**Quoted passage**
Social Emergency Medicine Debut At Saem Tomorrow
Tomorrow is a debut of sorts for the intellectual framework we have been calling Social Emergency Medicine. We will be presenting a didactic section at the Society for Academic Emergency Medicine annual meeting, moderated by me with perspectives and data presented by a few members of the Levitt Center’s Scientific Advisory Committee.
I am excited to have Jim Gordon, a thoughtful student of history, discussing his views of the role of the contemporary emergency within the fabric of the social welfare system. Bob Lowe, who throughout a remarkably productive research career has always managed to stay true to his equally remarkable ethic, will challenge us with notions of appropriate ED use that upend our preconceptions. Renee Hsia, a young investigator with a rocket ship career in health services research, will help us understand the structural basis of the socioeconomic gradient in medical care. I hope there will be time – and I think there will – for me to present the work of our absent colleague, Karin Rhodes, who is honoring the Arizona boycott. She has also consistently molded her research to serve her values, and has entrusted me with her data demonstrating a dose-response relationship between elements of economic deprivation and functional health status.
I am hoping that listeners come away with a clarity of purpose in an old but refocused research enterprise, and that some hard questions come our way to further refine and fire the concepts.
More good news today: Knox Todd, one of EM’s best-established researchers with an abiding interest in health equity, will join our Scientific Advisory Committee. An incredibly rich mixture of interests, but consistent in its level of talent and ability.

**Data entries**
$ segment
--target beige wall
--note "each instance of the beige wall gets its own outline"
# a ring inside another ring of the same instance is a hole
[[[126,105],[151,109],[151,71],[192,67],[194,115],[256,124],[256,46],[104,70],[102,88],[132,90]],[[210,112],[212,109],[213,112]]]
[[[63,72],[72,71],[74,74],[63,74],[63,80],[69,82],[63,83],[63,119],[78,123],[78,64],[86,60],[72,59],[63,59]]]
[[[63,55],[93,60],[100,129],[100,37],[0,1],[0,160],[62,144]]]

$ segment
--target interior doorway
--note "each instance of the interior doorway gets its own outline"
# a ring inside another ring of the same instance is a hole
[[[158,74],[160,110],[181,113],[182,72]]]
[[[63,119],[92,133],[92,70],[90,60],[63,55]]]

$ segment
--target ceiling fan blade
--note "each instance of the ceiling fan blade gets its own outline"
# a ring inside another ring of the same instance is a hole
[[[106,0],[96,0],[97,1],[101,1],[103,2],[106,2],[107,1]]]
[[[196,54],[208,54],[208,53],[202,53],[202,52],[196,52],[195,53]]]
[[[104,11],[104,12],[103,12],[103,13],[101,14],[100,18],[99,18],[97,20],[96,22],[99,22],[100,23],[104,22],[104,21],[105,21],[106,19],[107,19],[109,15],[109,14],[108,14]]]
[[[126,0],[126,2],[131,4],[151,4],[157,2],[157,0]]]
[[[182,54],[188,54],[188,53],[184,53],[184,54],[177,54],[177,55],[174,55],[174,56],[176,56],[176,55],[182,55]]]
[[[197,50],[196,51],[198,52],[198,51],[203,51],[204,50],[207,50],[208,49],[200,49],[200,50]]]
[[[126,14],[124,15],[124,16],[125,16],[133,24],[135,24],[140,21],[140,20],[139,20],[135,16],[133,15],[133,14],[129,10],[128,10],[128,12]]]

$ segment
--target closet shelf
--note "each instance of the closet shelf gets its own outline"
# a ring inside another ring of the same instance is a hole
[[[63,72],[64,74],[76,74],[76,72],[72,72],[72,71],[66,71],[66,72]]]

**Task instructions**
According to the post on the Social Emergency Medicine debut, why is Karin Rhodes absent from the session?

**Expected output**
She is honoring the Arizona boycott.